Coordinate labeling data
##########

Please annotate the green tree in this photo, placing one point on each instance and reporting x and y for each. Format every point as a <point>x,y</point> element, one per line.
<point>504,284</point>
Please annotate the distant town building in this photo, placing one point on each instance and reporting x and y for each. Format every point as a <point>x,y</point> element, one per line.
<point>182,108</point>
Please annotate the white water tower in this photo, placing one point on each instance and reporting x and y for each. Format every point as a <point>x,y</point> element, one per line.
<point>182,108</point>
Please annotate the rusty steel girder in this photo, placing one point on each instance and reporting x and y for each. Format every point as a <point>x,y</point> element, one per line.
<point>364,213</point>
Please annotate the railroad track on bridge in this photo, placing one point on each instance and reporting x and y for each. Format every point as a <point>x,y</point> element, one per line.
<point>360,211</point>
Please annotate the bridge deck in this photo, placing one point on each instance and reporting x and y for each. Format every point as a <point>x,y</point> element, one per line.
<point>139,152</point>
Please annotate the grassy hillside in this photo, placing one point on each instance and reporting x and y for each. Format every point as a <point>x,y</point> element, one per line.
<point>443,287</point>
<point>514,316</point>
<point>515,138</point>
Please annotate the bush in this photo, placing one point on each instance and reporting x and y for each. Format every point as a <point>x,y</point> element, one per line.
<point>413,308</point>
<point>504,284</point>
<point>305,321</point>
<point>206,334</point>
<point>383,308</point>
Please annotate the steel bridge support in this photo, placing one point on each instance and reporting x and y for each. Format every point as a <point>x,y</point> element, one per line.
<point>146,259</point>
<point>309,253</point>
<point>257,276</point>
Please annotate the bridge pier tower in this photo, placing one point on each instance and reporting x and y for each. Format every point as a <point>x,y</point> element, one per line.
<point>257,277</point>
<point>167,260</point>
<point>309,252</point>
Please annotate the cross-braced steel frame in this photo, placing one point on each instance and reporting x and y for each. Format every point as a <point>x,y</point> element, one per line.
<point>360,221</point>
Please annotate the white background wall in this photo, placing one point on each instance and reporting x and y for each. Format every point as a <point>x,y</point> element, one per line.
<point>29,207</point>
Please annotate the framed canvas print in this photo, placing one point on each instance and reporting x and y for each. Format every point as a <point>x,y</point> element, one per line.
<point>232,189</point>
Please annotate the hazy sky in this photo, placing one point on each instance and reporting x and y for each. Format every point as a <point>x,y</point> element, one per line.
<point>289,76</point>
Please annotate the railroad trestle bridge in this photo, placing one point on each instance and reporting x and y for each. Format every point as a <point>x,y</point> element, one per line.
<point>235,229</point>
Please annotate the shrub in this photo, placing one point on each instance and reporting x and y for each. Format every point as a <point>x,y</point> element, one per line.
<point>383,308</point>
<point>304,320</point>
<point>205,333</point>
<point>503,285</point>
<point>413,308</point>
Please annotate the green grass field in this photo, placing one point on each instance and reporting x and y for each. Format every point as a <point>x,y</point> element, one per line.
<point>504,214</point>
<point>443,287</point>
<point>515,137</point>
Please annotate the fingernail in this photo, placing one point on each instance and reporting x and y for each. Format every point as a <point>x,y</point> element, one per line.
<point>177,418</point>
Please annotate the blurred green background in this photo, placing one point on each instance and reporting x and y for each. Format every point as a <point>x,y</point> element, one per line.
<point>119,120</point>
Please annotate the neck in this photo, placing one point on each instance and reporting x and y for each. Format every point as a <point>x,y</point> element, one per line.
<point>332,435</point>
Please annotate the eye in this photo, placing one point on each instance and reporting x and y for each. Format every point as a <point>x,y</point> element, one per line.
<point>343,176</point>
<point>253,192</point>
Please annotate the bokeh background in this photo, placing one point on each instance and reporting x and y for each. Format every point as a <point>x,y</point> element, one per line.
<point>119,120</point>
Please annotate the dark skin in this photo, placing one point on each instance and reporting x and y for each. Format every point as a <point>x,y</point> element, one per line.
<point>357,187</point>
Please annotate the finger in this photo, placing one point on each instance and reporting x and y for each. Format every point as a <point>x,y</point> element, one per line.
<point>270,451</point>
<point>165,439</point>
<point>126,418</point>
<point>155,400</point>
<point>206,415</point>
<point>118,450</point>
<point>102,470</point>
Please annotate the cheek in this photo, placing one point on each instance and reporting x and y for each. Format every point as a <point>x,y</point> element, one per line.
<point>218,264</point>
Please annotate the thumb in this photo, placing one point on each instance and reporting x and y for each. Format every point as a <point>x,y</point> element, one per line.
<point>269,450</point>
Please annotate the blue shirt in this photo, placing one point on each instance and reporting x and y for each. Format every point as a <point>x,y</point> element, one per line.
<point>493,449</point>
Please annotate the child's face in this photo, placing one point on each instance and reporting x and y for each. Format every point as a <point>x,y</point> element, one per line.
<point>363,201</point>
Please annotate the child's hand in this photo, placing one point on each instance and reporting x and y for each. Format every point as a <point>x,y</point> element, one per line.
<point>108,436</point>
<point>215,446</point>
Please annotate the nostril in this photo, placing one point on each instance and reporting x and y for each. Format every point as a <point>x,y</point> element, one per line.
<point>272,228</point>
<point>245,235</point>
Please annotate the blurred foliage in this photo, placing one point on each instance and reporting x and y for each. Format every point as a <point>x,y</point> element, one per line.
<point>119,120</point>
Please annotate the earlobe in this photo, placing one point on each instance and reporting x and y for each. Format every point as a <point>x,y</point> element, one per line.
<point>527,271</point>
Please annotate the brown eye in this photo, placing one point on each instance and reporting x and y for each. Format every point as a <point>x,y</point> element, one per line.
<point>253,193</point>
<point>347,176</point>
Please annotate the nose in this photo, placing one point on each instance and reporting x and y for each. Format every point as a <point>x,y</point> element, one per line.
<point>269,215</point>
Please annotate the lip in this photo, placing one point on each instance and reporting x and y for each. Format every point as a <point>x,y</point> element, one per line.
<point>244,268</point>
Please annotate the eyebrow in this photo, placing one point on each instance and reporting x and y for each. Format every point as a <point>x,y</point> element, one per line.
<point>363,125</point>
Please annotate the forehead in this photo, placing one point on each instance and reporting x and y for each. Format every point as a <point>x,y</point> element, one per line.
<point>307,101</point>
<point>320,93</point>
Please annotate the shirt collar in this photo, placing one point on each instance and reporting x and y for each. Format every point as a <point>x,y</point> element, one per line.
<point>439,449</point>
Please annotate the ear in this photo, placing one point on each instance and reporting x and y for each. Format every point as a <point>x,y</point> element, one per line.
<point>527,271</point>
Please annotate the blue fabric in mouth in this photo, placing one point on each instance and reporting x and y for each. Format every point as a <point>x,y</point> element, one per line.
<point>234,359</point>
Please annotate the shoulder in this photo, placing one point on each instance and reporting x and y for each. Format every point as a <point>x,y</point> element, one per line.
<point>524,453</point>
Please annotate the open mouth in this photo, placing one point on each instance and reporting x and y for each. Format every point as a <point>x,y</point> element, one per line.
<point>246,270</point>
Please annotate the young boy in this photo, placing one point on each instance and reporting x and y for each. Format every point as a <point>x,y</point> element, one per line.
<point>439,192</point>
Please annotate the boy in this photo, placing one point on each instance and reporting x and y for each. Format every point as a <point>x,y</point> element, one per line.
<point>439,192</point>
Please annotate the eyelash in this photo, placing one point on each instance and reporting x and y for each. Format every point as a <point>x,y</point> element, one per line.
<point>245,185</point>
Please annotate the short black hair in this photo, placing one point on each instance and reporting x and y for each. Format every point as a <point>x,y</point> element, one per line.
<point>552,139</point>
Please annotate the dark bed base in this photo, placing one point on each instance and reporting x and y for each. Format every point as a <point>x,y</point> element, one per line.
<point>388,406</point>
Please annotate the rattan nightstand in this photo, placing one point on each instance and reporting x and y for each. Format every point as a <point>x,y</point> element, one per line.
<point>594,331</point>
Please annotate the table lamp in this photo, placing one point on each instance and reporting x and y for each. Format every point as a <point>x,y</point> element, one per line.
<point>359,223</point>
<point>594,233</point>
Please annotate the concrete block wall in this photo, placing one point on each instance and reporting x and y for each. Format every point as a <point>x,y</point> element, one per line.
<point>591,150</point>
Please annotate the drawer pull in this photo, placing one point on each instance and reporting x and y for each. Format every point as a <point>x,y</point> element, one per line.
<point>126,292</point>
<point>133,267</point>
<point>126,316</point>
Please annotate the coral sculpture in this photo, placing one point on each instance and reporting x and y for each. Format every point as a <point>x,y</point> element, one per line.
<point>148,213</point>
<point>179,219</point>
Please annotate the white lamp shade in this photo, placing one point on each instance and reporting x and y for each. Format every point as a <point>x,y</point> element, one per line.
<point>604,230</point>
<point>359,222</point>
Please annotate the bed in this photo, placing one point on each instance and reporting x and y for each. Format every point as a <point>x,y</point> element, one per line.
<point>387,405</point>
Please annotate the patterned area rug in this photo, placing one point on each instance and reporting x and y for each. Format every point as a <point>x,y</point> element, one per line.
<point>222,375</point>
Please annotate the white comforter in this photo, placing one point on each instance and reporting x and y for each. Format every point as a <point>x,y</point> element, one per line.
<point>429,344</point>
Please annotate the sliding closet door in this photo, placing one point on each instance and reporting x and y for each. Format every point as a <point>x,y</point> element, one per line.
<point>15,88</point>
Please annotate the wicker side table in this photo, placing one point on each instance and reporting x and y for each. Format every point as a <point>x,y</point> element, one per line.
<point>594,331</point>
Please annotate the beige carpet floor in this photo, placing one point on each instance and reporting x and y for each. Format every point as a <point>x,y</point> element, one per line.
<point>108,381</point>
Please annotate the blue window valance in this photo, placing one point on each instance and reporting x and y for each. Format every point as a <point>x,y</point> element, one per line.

##########

What you will do
Output, unchanged, the lines from the line with "Please annotate the patterned" through the final line of the material.

Written solution
Please annotate the patterned area rug in this photo, placing one point on each instance and reporting x and y for each. Format every point as a <point>x,y</point> element, one per line.
<point>222,375</point>
Please annotate the white comforter in this photo, placing one point on each instance and reporting x and y for each. Format every point as a <point>x,y</point> element, one per line.
<point>429,344</point>
Please annotate the sliding closet door in this photo, placing one point on each instance and reporting x and y for each. Format every point as a <point>x,y</point> element, one per line.
<point>15,88</point>
Please annotate the wicker side table in this photo, placing one point on each instance and reporting x and y for each. Format every point as a <point>x,y</point> element, one per line.
<point>594,331</point>
Please annotate the beige carpet floor in this photo, placing one point on each instance and reporting x and y for each. Format every point as a <point>x,y</point> element, one per line.
<point>108,381</point>
Please annotate the blue window valance in this photo, placing one point on each instance and reporting x and y for each. Format every point as a <point>x,y</point> element, one per line.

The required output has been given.